### Exercise goal
Please continue the text on loop-free alternate protection for segment routing paths, starting right after its last line, "Figure 1: LFA example." Don't use the entries that follow it.

### Extracted text
# # # # #

Enabling LFA within the IGP is an FRR mechanism that can be used on all three SR LSP configurations. LFA uses a neighbor as a next-hop backup path if the primary traffic path fails, with three variations: loop-free alternate (LFA), remote-LFA (R-LFA) and topology-independent LFA (TI-LFA).

Loop-Free Alternate

LFA defaults to selecting the backup next hop directly adjacent to the node computing the LFA.

To protect against a link failure, the backup next hop chosen by LFA can include the primary shortest path next-hop node but not the link that connects the local router with that primary shortest path next-hop node. To protect against node failure, the shortest path to the next-hop node cannot be included in the backup selection. Figure 1 illustrates this concept, with all link costs being identical in the illustration.

Figure 1: LFA example.

# # # # #

### Data shown
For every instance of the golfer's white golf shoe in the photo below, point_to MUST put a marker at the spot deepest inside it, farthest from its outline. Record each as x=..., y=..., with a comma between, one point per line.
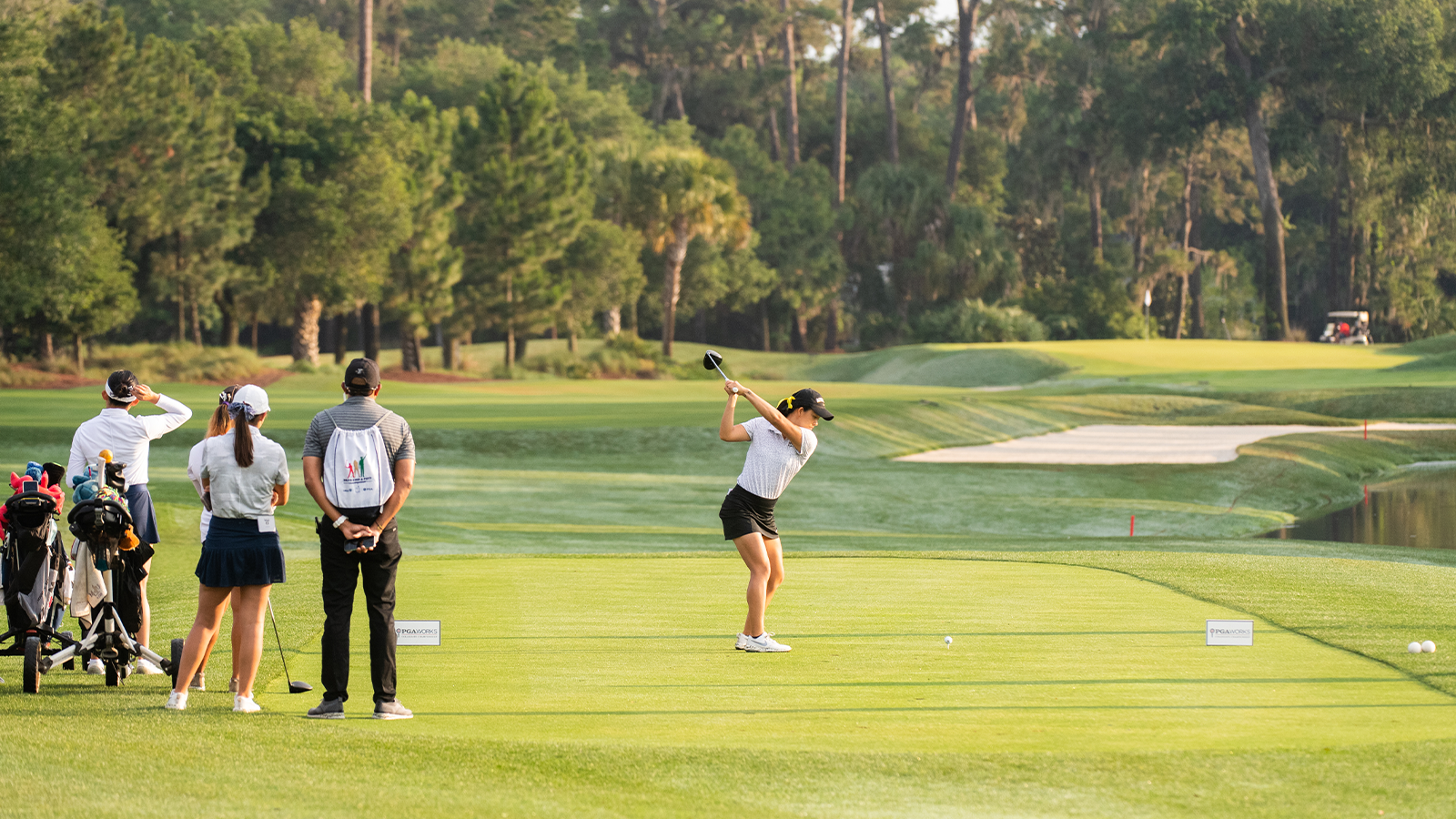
x=763, y=644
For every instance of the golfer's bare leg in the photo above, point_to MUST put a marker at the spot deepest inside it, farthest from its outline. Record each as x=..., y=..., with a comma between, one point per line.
x=775, y=548
x=756, y=557
x=248, y=624
x=210, y=603
x=145, y=632
x=207, y=654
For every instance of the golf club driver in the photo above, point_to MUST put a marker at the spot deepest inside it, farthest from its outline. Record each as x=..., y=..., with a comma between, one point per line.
x=295, y=687
x=711, y=361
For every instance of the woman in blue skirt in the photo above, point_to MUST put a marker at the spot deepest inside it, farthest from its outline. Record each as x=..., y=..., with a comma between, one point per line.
x=245, y=475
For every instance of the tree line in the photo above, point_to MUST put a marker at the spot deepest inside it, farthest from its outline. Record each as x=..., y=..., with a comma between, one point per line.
x=753, y=172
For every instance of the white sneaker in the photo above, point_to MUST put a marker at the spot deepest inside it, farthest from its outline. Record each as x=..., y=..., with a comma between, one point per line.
x=743, y=642
x=764, y=643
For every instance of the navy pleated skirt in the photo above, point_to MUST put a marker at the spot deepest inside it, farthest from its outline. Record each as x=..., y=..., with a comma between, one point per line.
x=238, y=554
x=143, y=516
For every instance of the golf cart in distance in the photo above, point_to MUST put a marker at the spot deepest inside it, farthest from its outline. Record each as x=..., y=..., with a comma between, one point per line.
x=1347, y=327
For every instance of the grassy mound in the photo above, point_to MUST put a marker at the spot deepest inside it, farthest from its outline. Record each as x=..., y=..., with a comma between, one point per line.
x=936, y=366
x=1443, y=360
x=1433, y=346
x=1434, y=402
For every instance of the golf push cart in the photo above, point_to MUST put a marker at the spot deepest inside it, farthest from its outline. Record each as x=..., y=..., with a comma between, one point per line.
x=35, y=574
x=108, y=599
x=1347, y=327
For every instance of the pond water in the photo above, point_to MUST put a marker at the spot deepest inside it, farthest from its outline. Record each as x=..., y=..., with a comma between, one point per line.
x=1416, y=509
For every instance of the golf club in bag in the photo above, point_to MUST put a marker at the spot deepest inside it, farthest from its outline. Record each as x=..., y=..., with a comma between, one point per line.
x=295, y=687
x=711, y=361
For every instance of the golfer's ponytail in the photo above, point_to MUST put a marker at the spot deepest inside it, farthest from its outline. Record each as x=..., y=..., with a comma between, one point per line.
x=242, y=436
x=222, y=419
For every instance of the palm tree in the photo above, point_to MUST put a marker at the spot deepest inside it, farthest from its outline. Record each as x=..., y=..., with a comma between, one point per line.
x=679, y=194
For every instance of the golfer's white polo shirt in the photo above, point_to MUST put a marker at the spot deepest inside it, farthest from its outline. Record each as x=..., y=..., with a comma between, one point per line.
x=127, y=436
x=772, y=460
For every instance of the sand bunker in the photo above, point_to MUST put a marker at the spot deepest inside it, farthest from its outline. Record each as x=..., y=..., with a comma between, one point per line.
x=1120, y=443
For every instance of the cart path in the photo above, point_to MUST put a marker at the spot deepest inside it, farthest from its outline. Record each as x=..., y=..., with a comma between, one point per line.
x=1138, y=443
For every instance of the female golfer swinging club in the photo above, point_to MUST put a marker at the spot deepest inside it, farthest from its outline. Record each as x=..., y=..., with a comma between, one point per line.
x=779, y=445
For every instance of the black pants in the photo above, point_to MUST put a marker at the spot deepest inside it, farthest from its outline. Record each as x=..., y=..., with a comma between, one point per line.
x=341, y=571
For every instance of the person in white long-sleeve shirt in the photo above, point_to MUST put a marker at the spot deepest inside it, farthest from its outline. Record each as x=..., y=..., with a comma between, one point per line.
x=128, y=438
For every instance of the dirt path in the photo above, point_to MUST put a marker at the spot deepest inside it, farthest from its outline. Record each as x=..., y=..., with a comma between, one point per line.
x=1132, y=443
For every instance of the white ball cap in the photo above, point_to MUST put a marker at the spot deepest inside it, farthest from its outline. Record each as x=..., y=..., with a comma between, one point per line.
x=254, y=397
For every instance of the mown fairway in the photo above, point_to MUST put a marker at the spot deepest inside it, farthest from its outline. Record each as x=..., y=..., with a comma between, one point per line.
x=565, y=535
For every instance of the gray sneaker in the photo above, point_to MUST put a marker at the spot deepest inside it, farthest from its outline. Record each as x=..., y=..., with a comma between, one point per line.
x=392, y=710
x=327, y=710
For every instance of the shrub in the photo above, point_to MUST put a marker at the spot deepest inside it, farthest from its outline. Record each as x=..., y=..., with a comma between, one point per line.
x=973, y=321
x=178, y=363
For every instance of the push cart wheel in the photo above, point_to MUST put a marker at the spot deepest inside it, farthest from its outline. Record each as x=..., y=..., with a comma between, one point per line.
x=31, y=680
x=177, y=661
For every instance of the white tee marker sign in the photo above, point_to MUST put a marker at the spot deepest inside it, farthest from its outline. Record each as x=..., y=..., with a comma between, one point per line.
x=1229, y=632
x=417, y=632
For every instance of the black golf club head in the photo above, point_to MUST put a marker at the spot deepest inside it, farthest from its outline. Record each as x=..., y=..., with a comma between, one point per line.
x=295, y=687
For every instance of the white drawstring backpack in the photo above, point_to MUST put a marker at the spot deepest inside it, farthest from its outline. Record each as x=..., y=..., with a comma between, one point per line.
x=356, y=470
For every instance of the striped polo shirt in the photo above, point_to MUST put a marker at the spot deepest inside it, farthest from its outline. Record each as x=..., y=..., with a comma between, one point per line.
x=772, y=460
x=360, y=413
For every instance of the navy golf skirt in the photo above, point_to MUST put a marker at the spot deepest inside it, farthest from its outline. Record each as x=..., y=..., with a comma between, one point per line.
x=143, y=518
x=238, y=554
x=744, y=513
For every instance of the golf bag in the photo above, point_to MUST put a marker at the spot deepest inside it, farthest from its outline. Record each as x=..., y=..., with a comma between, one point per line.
x=35, y=577
x=111, y=564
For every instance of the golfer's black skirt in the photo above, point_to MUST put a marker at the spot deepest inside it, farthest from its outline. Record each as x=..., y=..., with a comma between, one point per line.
x=744, y=513
x=143, y=518
x=238, y=554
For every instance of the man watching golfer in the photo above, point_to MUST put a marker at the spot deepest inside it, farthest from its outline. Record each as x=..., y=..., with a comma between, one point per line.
x=128, y=438
x=359, y=464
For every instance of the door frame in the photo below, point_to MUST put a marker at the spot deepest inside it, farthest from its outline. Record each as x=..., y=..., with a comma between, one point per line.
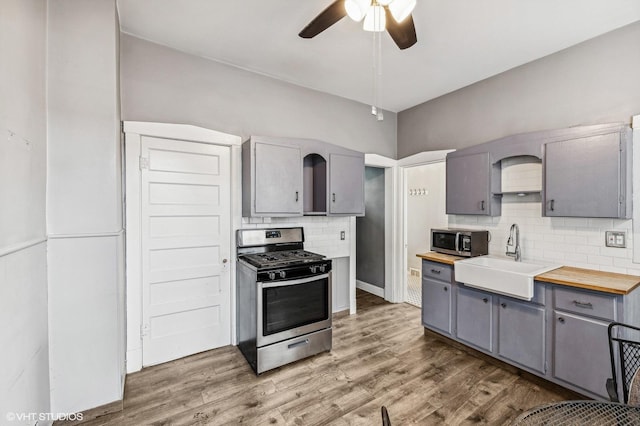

# # # # #

### Exercise result
CLICK TO ENLARGE

Remote-LFA

R-LFA is used when LFA cannot provide a backup through a directly connected neighbor. Instead, R-LFA creates a logical neighbor to the node running the LFA calculation to serve as a suitable backup route in case of a link or node failure.

An R-LFA neighbor must be reachable through the IGP using the shortest path SR LSP that does not traverse the protected link. It must also forward packets toward their destination after exiting the SR tunnel without tracking back through the originating node.

It is important to mention that determining the tunnel endpoint requires calculating the extended P-Space and Q-Space, with the intersection of these spaces indicating a suitable tunnel endpoint.

Figure 2 illustrates a scenario in which an R-LFA is necessary because of the absence of LFA backup options. In the figure, all link costs are uniform.

Figure 2: R-LFA example.

CLICK TO ENLARGE

Topology-Independent LFA

During network failures, traffic is rerouted to a predetermined FRR path to address the issue immediately.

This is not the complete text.